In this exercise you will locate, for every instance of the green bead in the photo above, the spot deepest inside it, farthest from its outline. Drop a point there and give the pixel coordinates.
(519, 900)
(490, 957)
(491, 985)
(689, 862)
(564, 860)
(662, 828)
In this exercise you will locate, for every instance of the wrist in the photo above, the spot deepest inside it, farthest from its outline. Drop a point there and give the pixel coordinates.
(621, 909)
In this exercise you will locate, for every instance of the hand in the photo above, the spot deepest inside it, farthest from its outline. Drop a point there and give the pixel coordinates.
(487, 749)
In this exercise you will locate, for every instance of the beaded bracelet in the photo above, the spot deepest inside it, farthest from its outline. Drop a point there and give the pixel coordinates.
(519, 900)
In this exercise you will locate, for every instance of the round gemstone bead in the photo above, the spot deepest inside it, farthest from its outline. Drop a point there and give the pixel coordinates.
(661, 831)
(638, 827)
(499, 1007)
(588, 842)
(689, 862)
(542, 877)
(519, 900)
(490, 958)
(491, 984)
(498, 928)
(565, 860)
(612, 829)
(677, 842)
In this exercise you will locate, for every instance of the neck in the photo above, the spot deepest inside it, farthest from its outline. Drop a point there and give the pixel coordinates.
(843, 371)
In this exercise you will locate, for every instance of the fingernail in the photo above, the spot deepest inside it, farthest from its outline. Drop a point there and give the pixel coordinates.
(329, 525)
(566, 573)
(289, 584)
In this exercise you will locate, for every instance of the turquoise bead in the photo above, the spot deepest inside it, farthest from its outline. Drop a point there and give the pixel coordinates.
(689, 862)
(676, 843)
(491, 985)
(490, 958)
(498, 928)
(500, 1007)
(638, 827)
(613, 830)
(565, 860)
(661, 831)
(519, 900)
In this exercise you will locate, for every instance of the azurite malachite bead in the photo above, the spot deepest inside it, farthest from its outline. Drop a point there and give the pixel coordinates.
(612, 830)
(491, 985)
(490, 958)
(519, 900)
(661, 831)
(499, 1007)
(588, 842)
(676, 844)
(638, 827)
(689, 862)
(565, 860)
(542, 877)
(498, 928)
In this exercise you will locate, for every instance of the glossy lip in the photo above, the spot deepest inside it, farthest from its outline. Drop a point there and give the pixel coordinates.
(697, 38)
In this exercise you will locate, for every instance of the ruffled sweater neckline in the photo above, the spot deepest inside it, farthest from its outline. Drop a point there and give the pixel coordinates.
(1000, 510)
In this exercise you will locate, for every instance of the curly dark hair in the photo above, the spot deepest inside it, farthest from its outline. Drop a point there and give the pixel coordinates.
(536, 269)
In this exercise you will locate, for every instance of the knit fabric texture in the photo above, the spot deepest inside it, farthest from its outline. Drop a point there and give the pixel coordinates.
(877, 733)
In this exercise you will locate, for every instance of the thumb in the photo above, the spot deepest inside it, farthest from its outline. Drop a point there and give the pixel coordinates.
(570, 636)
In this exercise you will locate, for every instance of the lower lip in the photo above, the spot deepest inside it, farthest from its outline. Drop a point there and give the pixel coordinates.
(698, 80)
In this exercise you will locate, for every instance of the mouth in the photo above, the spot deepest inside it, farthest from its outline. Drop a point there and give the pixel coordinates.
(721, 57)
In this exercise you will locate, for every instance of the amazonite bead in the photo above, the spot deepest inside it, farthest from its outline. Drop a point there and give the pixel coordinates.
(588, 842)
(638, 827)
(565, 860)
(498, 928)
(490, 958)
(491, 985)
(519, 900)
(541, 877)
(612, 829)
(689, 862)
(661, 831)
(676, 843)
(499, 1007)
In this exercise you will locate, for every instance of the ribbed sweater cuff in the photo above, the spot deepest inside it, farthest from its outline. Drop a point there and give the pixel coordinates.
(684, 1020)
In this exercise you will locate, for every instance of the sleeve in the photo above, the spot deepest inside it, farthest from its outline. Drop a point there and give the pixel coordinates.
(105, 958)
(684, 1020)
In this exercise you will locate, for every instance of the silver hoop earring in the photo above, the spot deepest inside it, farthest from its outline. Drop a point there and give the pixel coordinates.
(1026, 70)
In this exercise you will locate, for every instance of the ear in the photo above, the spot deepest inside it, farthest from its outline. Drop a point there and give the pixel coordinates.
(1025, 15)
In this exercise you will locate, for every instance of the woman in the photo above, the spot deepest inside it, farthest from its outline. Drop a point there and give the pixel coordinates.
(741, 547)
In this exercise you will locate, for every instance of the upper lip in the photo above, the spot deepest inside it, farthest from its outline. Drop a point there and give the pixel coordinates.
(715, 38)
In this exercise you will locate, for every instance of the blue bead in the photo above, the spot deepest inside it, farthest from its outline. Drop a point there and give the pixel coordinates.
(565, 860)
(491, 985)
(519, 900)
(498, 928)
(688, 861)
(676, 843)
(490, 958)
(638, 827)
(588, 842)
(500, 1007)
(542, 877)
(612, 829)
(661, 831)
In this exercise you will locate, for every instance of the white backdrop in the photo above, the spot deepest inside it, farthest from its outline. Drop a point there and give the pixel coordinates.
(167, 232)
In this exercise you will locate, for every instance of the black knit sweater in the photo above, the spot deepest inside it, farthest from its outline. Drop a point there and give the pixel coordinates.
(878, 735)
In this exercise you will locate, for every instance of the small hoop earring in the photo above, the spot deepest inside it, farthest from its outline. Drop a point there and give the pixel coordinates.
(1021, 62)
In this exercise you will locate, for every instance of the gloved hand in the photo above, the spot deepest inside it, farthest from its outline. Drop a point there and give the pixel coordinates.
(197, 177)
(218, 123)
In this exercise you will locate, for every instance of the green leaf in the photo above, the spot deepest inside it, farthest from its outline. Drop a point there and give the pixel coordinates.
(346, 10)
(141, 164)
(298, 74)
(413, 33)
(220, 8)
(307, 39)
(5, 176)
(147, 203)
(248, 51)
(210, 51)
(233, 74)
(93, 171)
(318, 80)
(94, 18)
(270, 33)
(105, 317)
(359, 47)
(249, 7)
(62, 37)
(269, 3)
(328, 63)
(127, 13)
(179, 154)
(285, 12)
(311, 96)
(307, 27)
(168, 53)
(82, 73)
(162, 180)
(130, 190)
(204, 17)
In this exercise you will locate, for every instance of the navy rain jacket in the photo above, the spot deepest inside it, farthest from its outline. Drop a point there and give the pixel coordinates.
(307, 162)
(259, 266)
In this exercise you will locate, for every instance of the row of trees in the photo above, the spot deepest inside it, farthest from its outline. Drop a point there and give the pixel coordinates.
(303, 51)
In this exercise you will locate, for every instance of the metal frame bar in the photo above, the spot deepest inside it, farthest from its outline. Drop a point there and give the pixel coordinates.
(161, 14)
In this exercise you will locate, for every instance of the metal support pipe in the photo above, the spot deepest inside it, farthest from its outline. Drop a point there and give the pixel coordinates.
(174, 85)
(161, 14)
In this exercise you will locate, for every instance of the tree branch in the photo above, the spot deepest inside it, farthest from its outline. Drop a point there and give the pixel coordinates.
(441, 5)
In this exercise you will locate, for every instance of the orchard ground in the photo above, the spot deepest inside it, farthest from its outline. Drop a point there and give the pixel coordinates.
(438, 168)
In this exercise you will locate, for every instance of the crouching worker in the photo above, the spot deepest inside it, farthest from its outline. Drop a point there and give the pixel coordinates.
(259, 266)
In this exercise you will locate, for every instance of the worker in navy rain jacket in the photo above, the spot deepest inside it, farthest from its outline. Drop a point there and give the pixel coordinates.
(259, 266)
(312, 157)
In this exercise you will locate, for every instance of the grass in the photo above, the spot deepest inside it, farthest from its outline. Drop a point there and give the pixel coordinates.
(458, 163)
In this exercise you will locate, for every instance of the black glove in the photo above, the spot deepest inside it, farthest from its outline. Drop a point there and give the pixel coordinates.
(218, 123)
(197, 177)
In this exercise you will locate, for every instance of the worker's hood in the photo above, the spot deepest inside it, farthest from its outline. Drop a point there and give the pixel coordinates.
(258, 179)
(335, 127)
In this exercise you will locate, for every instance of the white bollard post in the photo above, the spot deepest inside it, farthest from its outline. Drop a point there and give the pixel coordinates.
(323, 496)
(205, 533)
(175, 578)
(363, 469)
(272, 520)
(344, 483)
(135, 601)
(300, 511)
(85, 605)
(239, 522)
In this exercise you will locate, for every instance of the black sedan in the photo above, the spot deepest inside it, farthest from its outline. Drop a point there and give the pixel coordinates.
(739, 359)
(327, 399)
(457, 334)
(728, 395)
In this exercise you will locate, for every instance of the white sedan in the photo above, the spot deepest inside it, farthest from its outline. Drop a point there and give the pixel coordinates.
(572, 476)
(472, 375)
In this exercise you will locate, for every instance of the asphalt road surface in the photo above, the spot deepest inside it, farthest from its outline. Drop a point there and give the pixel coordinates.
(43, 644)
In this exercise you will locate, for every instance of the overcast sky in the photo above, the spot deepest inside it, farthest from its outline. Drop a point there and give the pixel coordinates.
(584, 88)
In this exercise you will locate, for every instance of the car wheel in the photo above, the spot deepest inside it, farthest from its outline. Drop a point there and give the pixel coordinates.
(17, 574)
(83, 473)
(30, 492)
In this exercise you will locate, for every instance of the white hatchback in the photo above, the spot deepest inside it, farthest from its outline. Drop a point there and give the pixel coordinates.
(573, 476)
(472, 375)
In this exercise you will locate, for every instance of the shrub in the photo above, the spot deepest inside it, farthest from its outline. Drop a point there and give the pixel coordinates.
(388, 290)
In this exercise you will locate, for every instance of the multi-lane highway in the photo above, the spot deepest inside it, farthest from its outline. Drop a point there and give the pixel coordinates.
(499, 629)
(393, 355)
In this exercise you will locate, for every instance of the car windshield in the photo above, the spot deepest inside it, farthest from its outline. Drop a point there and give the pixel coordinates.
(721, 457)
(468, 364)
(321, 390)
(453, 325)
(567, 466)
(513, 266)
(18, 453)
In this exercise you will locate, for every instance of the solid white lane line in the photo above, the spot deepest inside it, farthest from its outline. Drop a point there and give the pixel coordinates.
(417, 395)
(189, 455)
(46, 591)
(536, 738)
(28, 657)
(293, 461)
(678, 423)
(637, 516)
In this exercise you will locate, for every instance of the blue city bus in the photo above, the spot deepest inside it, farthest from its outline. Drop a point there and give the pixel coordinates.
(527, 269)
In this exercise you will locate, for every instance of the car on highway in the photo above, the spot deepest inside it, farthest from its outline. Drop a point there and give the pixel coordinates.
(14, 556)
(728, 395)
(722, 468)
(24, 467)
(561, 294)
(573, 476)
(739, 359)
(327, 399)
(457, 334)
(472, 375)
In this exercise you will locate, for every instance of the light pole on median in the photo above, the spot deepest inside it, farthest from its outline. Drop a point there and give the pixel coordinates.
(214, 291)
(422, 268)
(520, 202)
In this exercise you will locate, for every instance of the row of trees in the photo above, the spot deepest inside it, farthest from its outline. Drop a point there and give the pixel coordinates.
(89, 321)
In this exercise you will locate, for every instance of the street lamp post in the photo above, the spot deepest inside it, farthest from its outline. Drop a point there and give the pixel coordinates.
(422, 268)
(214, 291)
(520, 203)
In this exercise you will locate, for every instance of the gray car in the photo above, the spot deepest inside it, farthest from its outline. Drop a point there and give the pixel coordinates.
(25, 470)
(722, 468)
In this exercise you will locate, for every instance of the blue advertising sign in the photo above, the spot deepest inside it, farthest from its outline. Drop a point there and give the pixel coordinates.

════════════════

Exercise prompt:
Write out exactly the lines of the entries above that run from the line containing "car on highway" through the last line, including both.

Response to the exercise:
In this exercise you will locate, for every instance of the car on highway in the photo above, the spot deepest inside it, farthest from its outline. Drop a point there and give the pixel coordinates.
(14, 556)
(728, 395)
(722, 468)
(24, 467)
(561, 294)
(573, 476)
(739, 359)
(327, 399)
(457, 334)
(472, 375)
In this exercise you will locate, for every instance of the light pole on median in the photo above, the spot deepest inside it, farthest from its outline. Drop a point there and give the pixel coordinates.
(214, 291)
(422, 268)
(520, 202)
In this exercise you will locate, for every instance of the row of trees in the photo above, the spot deepest inside it, farthest from its outline. Drop a point there and give the pixel coordinates.
(89, 321)
In this exercise you will locate, for every instance of the street lamp post in the photo above, the spot deepest inside it, farthest from its outline. Drop a point there and give the pixel coordinates.
(422, 268)
(214, 291)
(520, 203)
In this exercise you will locate, for every instance of the gray car in the photo above, the spot deepest inside it, farthest from its outline. Drop a point there and give the pixel coordinates.
(25, 470)
(722, 468)
In this exercise you will locate, for every instance of the blue advertising sign in the photo above, the spot deepest inside it, farthest from its outline. Drop a point there and give the pixel coordinates.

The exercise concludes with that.